> **The problem**: Copy the data word for word, keeping every line.

• • • • • • •

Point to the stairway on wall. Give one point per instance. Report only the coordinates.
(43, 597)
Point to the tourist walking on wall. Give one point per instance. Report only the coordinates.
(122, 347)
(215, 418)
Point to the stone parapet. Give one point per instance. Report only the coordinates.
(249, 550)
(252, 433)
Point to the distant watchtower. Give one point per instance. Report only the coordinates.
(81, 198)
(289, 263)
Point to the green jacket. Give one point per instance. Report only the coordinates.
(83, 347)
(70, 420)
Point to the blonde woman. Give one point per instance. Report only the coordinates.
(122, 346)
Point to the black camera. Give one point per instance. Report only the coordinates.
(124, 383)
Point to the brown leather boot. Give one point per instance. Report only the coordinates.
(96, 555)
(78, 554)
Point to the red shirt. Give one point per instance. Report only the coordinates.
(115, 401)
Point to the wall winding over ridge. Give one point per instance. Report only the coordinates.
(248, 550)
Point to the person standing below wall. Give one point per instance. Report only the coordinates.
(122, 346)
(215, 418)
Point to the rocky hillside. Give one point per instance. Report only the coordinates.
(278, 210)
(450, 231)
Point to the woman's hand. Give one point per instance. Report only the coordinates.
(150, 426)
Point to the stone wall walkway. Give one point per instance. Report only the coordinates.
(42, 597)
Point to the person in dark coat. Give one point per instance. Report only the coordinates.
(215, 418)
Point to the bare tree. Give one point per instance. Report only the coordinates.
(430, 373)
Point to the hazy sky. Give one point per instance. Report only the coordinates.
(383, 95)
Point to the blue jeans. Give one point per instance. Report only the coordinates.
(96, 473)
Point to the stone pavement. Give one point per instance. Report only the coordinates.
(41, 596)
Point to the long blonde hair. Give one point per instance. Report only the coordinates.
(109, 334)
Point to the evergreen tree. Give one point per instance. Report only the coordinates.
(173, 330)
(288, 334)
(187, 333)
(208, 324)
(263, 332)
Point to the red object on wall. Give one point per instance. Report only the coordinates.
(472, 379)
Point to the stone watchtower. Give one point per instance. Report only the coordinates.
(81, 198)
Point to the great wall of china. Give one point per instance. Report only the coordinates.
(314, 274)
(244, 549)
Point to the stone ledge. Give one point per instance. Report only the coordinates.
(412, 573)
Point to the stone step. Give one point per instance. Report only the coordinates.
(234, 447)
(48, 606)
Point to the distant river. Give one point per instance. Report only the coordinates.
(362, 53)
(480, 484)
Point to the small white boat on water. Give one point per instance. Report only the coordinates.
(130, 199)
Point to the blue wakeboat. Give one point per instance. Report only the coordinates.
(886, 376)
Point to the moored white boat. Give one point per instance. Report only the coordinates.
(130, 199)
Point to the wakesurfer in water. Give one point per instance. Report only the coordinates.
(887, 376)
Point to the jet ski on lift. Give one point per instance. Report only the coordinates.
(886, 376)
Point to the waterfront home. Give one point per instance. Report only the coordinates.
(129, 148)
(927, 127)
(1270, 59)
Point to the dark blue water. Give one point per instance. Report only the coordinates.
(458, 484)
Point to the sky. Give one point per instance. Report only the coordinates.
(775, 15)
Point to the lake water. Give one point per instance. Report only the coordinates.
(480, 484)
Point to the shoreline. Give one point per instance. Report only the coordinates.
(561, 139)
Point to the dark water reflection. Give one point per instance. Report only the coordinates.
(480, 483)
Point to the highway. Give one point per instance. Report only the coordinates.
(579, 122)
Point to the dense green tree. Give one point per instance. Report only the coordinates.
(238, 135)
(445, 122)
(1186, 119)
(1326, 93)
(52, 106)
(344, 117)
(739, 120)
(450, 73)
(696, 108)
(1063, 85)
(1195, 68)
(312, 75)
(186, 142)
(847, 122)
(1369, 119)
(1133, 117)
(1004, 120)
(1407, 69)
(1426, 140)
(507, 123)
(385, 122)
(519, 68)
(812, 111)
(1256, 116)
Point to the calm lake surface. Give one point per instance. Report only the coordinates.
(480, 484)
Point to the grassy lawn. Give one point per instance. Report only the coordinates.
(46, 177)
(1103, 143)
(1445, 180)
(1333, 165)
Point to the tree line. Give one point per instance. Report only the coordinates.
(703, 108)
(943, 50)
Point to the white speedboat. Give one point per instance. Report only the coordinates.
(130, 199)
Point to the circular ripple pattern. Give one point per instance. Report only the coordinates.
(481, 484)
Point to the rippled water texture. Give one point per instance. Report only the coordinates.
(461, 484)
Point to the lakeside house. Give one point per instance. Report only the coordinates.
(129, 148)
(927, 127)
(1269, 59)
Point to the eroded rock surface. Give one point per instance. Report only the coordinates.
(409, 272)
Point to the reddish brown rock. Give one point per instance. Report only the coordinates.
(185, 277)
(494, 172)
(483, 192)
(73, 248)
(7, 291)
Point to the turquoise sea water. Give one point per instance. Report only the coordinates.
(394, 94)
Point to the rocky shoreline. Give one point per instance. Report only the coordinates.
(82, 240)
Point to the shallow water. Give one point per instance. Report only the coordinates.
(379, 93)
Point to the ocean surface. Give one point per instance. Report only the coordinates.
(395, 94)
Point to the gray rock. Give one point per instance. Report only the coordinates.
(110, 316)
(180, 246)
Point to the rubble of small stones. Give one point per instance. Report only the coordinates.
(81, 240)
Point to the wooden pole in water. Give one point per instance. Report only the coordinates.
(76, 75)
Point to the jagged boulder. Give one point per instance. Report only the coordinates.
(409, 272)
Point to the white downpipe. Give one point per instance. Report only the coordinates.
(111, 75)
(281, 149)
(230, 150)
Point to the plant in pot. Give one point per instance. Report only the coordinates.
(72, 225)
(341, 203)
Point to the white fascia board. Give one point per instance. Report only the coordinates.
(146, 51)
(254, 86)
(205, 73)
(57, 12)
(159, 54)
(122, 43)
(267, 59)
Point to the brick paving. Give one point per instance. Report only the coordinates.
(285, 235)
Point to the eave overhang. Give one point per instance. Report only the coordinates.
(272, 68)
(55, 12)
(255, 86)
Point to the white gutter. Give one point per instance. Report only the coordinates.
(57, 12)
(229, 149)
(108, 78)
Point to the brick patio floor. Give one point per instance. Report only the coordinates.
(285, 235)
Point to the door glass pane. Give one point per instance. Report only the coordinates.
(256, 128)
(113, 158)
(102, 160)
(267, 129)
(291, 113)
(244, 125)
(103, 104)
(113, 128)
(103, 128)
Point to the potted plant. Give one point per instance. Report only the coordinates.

• • • • • • •

> **Exercise answer**:
Point to the stairway on wall. Give one point per instance. Report only the coordinates.
(43, 597)
Point to the tourist walking on wall. Give one point per instance. Report only the coordinates.
(122, 347)
(215, 418)
Point to the stone parapet. Give one point per instance. Report only the coordinates.
(249, 550)
(252, 433)
Point to the distant watchtower. Give one point per instance. Report only the coordinates.
(81, 198)
(289, 263)
Point to the green jacket. Give one point per instance. Report only the coordinates.
(83, 347)
(70, 420)
Point to the blonde woman. Give one point per instance. Report only the coordinates.
(122, 346)
Point to the black camera. Give one point per instance. Report only the coordinates.
(124, 383)
Point to the brown leather boot. Give one point per instance. Report only the coordinates.
(96, 555)
(78, 554)
Point to the red shirt. Give one point per instance. Report only the coordinates.
(115, 401)
Point to the wall winding over ridge. Give one point per instance. Report only the coordinates.
(248, 550)
Point to the person standing below wall. Give one point per instance. Report only the coordinates.
(122, 346)
(215, 418)
Point to the rocky hillside. Give one point per instance. Report only the coordinates.
(278, 210)
(450, 231)
Point to the woman's hand. Give one point per instance. Report only the coordinates.
(150, 426)
Point to the stone wall walkway. Give one point per instance. Report only the coordinates.
(42, 597)
Point to the person in dark coat. Give one point per instance. Report only the coordinates.
(215, 418)
Point to the bare tree. Give one point per instance. Report only the coordinates.
(430, 373)
Point to the hazy sky. Give one point per instance. Report only the coordinates.
(383, 95)
Point to the blue jeans. Give one point per instance. Report only the coordinates.
(96, 473)
Point to the stone pavement. Give one point per instance. Report only the coordinates.
(41, 596)
Point to the long blonde hair. Give one point per instance. Report only the coordinates.
(109, 334)
Point to the evergreen tree. Give one point per instance. Report only the coordinates.
(173, 330)
(288, 334)
(187, 333)
(208, 324)
(263, 332)
Point to the red object on wall. Give one point per instance. Report only the coordinates.
(472, 379)
Point to the stone watchtower. Give one point per instance. Report only the coordinates.
(81, 198)
Point to the great wall of china. Give one point per instance. Report only the coordinates.
(314, 274)
(244, 549)
Point to the stone ledge. Give one point per instance. Report only the coordinates.
(412, 573)
Point to the stone step. Give one point per instance. Report only the coordinates.
(234, 447)
(48, 606)
Point to the distant river. Give one point per instance. Report only the coordinates.
(362, 53)
(480, 484)
Point to the small white boat on water. Give one point per instance. Report only the coordinates.
(130, 199)
Point to the blue wakeboat. Give one point per instance. Report only the coordinates.
(886, 376)
Point to the moored white boat. Give one point per instance. Report only the coordinates.
(130, 199)
Point to the wakesurfer in water. Give one point per instance. Report only the coordinates.
(887, 376)
Point to the jet ski on lift. Give one point per instance. Report only the coordinates.
(886, 376)
Point to the waterfront home. Give one point per instance. Report only the coordinates.
(129, 148)
(927, 127)
(1270, 59)
Point to the dark blue water. Give one point per instance. Report only the coordinates.
(458, 484)
Point to the sky. Give one point per instance. Report only the coordinates.
(775, 15)
Point to the lake water. Give one point per instance. Report only the coordinates.
(480, 484)
Point to the shoreline. Give one point per instance. Report only the coordinates.
(561, 139)
Point to the dark water reflection. Give one point per instance. Report only the coordinates.
(480, 483)
Point to the highway. Give one point per instance. Report only the coordinates.
(579, 122)
Point to the dense green tree. Give one point per instance. Report only the coordinates.
(238, 135)
(445, 122)
(1186, 119)
(1326, 93)
(52, 106)
(344, 117)
(739, 120)
(450, 73)
(696, 108)
(1063, 85)
(1195, 68)
(312, 75)
(186, 142)
(847, 122)
(1369, 119)
(1133, 117)
(1004, 120)
(1407, 69)
(1426, 140)
(507, 123)
(385, 122)
(519, 68)
(812, 111)
(1256, 116)
Point to the calm lake surface. Give one point per instance. Report only the coordinates.
(480, 484)
Point to the grassy lawn. Give one point per instance. Report only the coordinates.
(46, 177)
(1103, 143)
(1445, 180)
(1333, 165)
Point to the tree line. Give one point per instance. Report only the coordinates.
(703, 108)
(943, 50)
Point to the white speedboat. Give one point per instance. Report only the coordinates.
(130, 199)
Point to the circular ripple pattern. Give one point per instance. Report only the coordinates.
(481, 484)
Point to the rippled water texture. Give one point per instance. Report only the coordinates.
(461, 484)
Point to the lakeside house. Give one point per instance. Report only the coordinates.
(129, 148)
(927, 127)
(1269, 59)
Point to the eroded rock surface. Give one point per instance. Report only the coordinates.
(409, 272)
Point to the reddish brown rock. Give one point per instance. Report only the coordinates.
(185, 277)
(494, 172)
(483, 192)
(73, 248)
(7, 291)
Point to the turquoise sea water. Give one point per instance. Report only the coordinates.
(394, 94)
Point to the rocky shoreline. Give one point per instance. Report only the coordinates.
(82, 240)
Point to the shallow water. Give one point per instance. Report only the coordinates.
(379, 93)
Point to the ocean surface. Give one point per instance. Report only the coordinates.
(395, 94)
Point to the gray rock. Give one point per instance. Report only the coordinates.
(110, 316)
(180, 246)
Point to the rubble of small stones. Give one point per instance. Report only the coordinates.
(81, 240)
Point to the wooden pole in water. Give one point per instance. Report only the coordinates.
(76, 75)
Point to the jagged boulder. Give one point per instance. Report only the coordinates.
(409, 272)
Point to the white downpipe. Give one point per instance. Report only the coordinates.
(111, 75)
(281, 149)
(230, 150)
Point to the plant in pot. Give one point per instance. Report only the coordinates.
(72, 225)
(341, 203)
Point to the white fascia board. Give one point per instance. Report only the coordinates.
(146, 51)
(254, 86)
(205, 73)
(57, 12)
(159, 54)
(122, 43)
(267, 59)
Point to the brick paving. Give one point per instance. Report only the coordinates.
(285, 235)
Point to the eave overhang. Give one point per instance. Report only the coordinates.
(272, 68)
(55, 12)
(255, 86)
Point to the white gutter. Give one point per instance. Report only the coordinates.
(57, 12)
(229, 149)
(108, 78)
Point to the brick patio floor. Give one point per instance. Report only the coordinates.
(285, 235)
Point to the door glass pane. Give one point per instance. Report only the coordinates.
(256, 128)
(113, 158)
(102, 160)
(267, 129)
(291, 113)
(244, 125)
(103, 104)
(113, 128)
(103, 128)
Point to the potted plant. Give one point per instance. Report only the coordinates.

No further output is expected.